Door losse begrippen en valsche voorstellingen eener zoogenaamde Philosophie, was en bleef hy, wat ook door den Leeraar werd aangewend, tegen de waarheid van het Christendom allersterkst ingenoomen. Hy gaf voor, zoo wel eerbied voor Moses en Jesus Christus, als voor Socrates en Confucius, te koesteren, en de zedeleer van het Euangelie op hoogen prys te stellen; maar van het Goddelyk gezag en den hemelschen oorsprong der Openbaring, en van de waarheid van het leerstellig gedeelte van den Christelyken Godsdienst, liet hy zich door geene bewysredenen overtuigen. Altoos wist hy zich met zoogenaamde wysgeerige tegenbedenkingen en sosisteryen, meestal ontleend uit Fransche en Engelsche bestryders van den Godsdienst, te behelpen, en, scheen men nu of dan al iets gewonnen te hebben, weldra keerde hy tot het vorige te rug, en bleef dezelfde. Het blykt niet, dat alle moeite, door scharp aangewend, hem van eenig waar nut geweest is. ‘Hoe aangenaam,’ zegt hy in 't slot van den laatsten Brief, ‘hoe aangenaam zou het my nu weezen 'er by te voegen, dat ik, met alle myne moeite, ook myn doelwit had mogen bereiken, dat ik God door Jesus Christus had kunnen bekend doen worden aan zyn hart, hem overtuigen van de waarheid van het Euangelie der zaligheid, en hem dus getroost in de vooruitzichten, gehard tegen zyn akelig lot, en ootmoedig geloovende, met blydschap had mogen zien sterven. Maar, helaas! zyn verstand was door de kunstgreepen van het ongeloof te diep verkankerd, zyne opmerkzaamheid te gering, zyne waarheidliefde te klein, zyne overtuigingen te oppervlakkig, en zyne twyfelingen te geliefkoosd; wat zyn hart aanging, hoe zacht gevoelig het ook was, hoe zeer het mynen persoon aankleefde, het was niet genoeg getroffen door ootmoed, niet waakzaam genoeg tegen zelfverleiding, niet genoeg bekend met eigen nietigheid en ellende; en de arme mensch was nog te vast aan de waereld, te yverloos, te traag tot bidden en onderzoeken, en te
hoogmoedig om te gelooven. En dan eindelyk kwam by dit alles nog eene byblyvende lust tot zoogenaamde aartigheid en geestigheden, die hem dikwyls deden spotten, en dus zynen zoo noodzakelyken ernst hinderden, ten minsten zeer verminderden.’
| |
| |
Men moet aan den Leeraar den lof geeven, van ten beste van zyn patient met warme deelneeming, buitengemeen geduld, en Christelyke hartelykheid, veel gedaan, en niets onbeproefd gelaaten te hebben, wat hy meende te kunnen dienen, om den ongelukkigen te behouden. Maar wy voor ons twyfelen, of hy niet beter gedaan had, met de byzondere leerbegrippen zyner Kerk van de hoofdzaak, waarvan de ongeloovige twyfelaar eerst moest overreed worden, zorgvuldiger te onderscheiden, en of hy niet wel, met daarlaating van 't Hervormd Leerstelsel, uit toegestaane beginselen van hoogachting voor den persoon van J.C. en zyne zedeleer, en dergelyke andere, met gelukkiger gevolg, had kunnen uitgaan, en aan het geheele betoog van de Waarheid en Goddelykheid der Christelyke Leer eene andere richting had moeten geeven.

■ Geëxtraheerde gegevens:

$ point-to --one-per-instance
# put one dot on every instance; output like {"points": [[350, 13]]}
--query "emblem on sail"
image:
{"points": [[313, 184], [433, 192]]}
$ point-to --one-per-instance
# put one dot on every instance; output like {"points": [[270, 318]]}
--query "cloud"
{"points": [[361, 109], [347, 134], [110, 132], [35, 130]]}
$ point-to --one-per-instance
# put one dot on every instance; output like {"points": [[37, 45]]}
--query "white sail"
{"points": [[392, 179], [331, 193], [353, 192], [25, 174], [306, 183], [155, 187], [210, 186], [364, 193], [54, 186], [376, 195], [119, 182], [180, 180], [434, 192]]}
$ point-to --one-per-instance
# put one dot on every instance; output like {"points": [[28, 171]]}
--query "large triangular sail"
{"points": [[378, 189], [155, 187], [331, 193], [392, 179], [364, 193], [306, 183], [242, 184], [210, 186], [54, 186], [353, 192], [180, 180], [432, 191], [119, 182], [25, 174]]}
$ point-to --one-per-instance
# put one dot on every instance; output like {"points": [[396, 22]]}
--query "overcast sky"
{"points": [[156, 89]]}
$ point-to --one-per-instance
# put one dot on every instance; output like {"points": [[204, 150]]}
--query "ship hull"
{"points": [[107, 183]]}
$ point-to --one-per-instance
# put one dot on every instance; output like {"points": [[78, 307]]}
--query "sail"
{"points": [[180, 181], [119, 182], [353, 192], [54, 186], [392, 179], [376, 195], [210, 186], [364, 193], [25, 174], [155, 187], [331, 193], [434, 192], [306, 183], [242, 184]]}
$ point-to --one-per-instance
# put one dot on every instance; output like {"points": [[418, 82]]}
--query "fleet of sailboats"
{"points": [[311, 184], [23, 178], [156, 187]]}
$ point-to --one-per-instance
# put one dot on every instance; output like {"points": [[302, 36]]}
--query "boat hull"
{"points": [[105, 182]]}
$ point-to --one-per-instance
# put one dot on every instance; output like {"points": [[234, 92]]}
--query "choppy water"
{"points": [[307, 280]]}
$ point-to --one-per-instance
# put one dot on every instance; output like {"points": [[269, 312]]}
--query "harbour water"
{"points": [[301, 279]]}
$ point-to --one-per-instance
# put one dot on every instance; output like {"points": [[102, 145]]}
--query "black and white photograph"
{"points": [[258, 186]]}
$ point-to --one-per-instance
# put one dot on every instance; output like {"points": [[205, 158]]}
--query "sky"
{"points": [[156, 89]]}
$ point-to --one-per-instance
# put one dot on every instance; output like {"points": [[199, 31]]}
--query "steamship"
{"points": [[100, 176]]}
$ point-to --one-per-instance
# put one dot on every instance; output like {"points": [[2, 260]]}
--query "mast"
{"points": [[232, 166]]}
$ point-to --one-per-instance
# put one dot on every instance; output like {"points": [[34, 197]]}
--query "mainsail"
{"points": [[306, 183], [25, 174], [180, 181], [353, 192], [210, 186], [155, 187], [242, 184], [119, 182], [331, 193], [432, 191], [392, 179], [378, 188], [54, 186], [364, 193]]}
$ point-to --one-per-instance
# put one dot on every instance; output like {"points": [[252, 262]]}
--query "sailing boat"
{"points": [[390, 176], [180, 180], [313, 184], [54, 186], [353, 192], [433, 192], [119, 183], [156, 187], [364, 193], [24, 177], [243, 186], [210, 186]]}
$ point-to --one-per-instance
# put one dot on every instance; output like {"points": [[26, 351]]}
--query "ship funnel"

■ Opdracht 1: Vertaal de volgende zin uit de aangeleverde tekst in het Engels: "Door losse begrippen en valsche voorstellingen eener zoogenaamde Philosophie, was en bleef hy, wat ook door den Leeraar werd aangewend, tegen de waarheid van het Christendom allersterkst ingenoomen."
■ Opdracht 2: Noem alle personen voor wie hij volgens de aangeleverde tekst beweerde eerbied te koesteren.
■ Opdracht 3: Vat de alinea die begint met "Men moet aan den Leeraar den lof geeven" uit de aangeleverde tekst in hedendaags Nederlands samen als een korte lijst, met behoud van de belangrijkste feiten.

■ Uitgewerkt antwoord 1: Through loose notions and false representations of a so-called philosophy, he was and remained, whatever the minister employed, most strongly prejudiced against the truth of Christianity.

■ Uitgewerkt antwoord 2: Moses, Jesus Christus, Socrates en Confucius.

■ Uitgewerkt antwoord 3:
- De Leeraar verdient lof. Hij zette zich met warme deelneming, buitengewoon geduld en christelijke hartelijkheid in voor zijn patiënt en liet niets onbeproefd om de ongelukkige te behouden.
- Toch wordt betwijfeld of hij de bijzondere leerstellingen van zijn kerk niet zorgvuldiger had moeten onderscheiden van de hoofdzaak. Van die hoofdzaak moest de ongelovige twijfelaar eerst overtuigd worden.
- Ook wordt betwijfeld of hij niet met meer succes had kunnen uitgaan van aanvaarde beginselen, met weglating van het hervormde leerstelsel. Zulke beginselen waren bijvoorbeeld hoogachting voor de persoon van Jezus Christus en voor zijn zedenleer.
- Daarmee had hij zijn hele betoog over de waarheid en goddelijkheid van de christelijke leer een andere richting moeten geven.